■ WHAT YOU ARE ASKED TO DO
Copy out each of the records below word for word, without changing anything.

■ DATASET EXTRACT
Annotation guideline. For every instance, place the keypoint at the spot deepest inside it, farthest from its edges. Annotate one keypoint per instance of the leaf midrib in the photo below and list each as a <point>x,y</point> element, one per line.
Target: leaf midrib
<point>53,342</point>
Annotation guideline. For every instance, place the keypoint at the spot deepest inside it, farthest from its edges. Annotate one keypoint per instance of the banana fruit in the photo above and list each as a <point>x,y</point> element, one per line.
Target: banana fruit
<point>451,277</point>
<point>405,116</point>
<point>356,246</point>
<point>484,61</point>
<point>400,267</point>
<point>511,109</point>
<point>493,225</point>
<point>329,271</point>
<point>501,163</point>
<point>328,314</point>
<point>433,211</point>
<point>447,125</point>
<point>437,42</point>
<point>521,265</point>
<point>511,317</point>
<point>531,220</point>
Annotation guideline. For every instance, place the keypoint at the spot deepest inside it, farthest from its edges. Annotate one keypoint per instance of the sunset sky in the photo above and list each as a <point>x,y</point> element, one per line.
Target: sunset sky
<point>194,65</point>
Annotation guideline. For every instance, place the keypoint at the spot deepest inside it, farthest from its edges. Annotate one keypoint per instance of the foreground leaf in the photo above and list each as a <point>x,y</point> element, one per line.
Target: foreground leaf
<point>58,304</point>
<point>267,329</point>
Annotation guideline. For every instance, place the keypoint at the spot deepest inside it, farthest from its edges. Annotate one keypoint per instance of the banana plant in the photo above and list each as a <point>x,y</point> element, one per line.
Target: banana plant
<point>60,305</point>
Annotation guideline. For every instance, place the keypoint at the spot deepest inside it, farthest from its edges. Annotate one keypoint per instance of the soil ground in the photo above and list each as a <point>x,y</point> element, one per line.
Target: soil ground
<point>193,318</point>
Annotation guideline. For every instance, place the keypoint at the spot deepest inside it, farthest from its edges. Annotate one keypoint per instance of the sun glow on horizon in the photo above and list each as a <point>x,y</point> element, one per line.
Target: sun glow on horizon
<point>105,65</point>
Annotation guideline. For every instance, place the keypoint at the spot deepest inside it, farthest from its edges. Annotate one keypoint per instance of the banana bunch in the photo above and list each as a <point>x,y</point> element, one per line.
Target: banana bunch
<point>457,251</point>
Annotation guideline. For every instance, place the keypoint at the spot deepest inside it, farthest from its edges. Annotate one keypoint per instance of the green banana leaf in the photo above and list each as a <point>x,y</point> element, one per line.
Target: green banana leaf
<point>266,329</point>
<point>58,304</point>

■ RESULT OF THE EXERCISE
Annotation guideline. For every instance, place the keypoint at the spot deepest inside it, farthest from its edges. Annotate one keypoint per instance of the leaf midrib in the photo below and list each as a <point>x,y</point> element, one per line.
Target: leaf midrib
<point>53,342</point>
Annotation guideline. For every instance, place the keypoint at the spot deepest inside it, farthest from its edges. Annotate one keypoint per instance of the banana fruit in the photo above and list each as a <point>x,y</point> element, one per line.
Target: banana fruit
<point>451,277</point>
<point>405,116</point>
<point>356,246</point>
<point>484,61</point>
<point>400,267</point>
<point>511,109</point>
<point>493,225</point>
<point>329,271</point>
<point>501,163</point>
<point>328,314</point>
<point>433,211</point>
<point>447,125</point>
<point>437,42</point>
<point>521,265</point>
<point>511,317</point>
<point>531,220</point>
Annotation guideline. For every instance, place the keypoint at the spot deepest inside it, farthest from its edges. Annotate one keypoint per instance of the sunset sky in the photo above and list each as a <point>x,y</point> element, one per line.
Target: sunset sky
<point>194,65</point>
Annotation guideline. For every instance, place the keypoint at the spot deepest inside it, farthest from its edges. Annotate one keypoint per instance of the foreground leaf in the photo above and list each as a <point>x,y</point> element, one per line.
Target: foreground leaf
<point>58,304</point>
<point>267,329</point>
Annotation guideline. For every instance, place the keypoint at the spot deepest inside it, farthest from its edges. Annotate one keypoint per instance of the banana plant in the photo above and list each as a <point>x,y</point> element, one per line.
Target: banana plant
<point>60,305</point>
Annotation guideline. For every instance, place the keypoint at the spot deepest inside it, farthest from its edges. Annotate one keypoint per instance of the soil ground in the photo above and list each as a <point>x,y</point> element, one per line.
Target: soil ground
<point>193,318</point>
Annotation guideline. For every instance, place the keypoint at the spot deepest inside it, farthest from its edges. Annotate one keypoint per instance of the sun glow on horizon in the photo above and list each as a <point>x,y</point> element, one per line.
Target: sun glow on horizon
<point>105,65</point>
Annotation guideline. For every instance, place the keypoint at the spot deepest inside it, farthest from its edges. Annotate one keypoint per instance of the banana bunch in the photo above and list each as a <point>x,y</point> element, one per line.
Target: banana bunch
<point>457,251</point>
Annotation guideline. For every instance, place the keypoint at the spot deepest inside it, farthest from its edges. Annotate one keypoint per instance of the green banana leaf in the photo above and list each as a <point>x,y</point> element, one per line.
Target: green banana leaf
<point>266,329</point>
<point>58,304</point>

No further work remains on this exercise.